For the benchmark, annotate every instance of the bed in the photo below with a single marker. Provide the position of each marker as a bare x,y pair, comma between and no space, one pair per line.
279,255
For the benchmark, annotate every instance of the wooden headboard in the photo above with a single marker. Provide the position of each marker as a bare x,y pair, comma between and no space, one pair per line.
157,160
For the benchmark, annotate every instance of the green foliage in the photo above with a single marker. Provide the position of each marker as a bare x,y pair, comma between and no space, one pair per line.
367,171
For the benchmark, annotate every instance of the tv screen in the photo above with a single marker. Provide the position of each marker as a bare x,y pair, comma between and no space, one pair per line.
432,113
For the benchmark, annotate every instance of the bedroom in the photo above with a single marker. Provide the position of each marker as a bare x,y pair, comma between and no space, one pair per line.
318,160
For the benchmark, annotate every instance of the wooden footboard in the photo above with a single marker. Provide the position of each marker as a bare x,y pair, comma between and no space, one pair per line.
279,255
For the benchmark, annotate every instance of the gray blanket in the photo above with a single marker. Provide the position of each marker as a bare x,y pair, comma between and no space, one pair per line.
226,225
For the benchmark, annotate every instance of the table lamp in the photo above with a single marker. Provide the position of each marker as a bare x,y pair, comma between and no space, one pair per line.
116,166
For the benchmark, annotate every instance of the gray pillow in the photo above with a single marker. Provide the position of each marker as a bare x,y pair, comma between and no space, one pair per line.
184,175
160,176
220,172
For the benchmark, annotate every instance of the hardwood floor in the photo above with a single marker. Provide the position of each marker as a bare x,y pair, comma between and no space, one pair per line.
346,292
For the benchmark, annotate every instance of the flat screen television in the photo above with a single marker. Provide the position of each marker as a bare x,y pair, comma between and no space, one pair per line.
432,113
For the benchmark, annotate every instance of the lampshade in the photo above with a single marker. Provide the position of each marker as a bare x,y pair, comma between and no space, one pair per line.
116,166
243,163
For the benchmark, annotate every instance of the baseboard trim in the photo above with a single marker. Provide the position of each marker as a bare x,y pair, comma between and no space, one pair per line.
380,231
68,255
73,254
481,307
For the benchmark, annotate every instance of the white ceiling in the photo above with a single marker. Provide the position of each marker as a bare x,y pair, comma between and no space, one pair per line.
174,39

= = = = =

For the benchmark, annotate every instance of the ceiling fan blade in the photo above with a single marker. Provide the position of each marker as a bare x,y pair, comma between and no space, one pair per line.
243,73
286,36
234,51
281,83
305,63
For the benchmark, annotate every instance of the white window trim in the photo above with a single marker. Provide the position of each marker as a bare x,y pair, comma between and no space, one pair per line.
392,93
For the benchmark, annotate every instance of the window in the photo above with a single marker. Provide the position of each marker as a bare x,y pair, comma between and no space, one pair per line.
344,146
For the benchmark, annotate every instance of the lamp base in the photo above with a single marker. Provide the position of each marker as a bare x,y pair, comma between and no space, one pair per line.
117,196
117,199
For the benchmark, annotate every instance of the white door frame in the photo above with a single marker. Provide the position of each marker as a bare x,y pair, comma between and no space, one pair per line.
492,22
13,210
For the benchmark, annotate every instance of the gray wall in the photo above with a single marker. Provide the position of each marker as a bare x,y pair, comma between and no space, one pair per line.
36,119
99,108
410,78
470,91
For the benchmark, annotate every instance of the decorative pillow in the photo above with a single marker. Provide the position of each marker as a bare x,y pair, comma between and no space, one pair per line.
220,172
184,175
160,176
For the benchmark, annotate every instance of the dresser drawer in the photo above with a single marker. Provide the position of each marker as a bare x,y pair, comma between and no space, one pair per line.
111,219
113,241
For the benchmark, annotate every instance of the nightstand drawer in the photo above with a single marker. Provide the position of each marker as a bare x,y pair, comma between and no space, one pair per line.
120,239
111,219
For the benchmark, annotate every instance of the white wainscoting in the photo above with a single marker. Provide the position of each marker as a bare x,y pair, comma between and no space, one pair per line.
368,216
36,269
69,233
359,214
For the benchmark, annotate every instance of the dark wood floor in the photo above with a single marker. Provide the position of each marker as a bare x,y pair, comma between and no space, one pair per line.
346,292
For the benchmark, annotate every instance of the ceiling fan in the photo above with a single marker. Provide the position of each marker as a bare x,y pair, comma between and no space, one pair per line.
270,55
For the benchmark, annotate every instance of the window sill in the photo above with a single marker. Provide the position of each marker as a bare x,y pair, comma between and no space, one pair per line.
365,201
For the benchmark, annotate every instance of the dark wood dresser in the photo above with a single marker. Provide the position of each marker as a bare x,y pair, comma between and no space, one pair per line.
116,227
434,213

= = = = =

* _EXERCISE DETAILS_
Count how many lines in the records above contain the string "ceiling". Reply with the number alone.

* _WRITTEN ANSWER_
3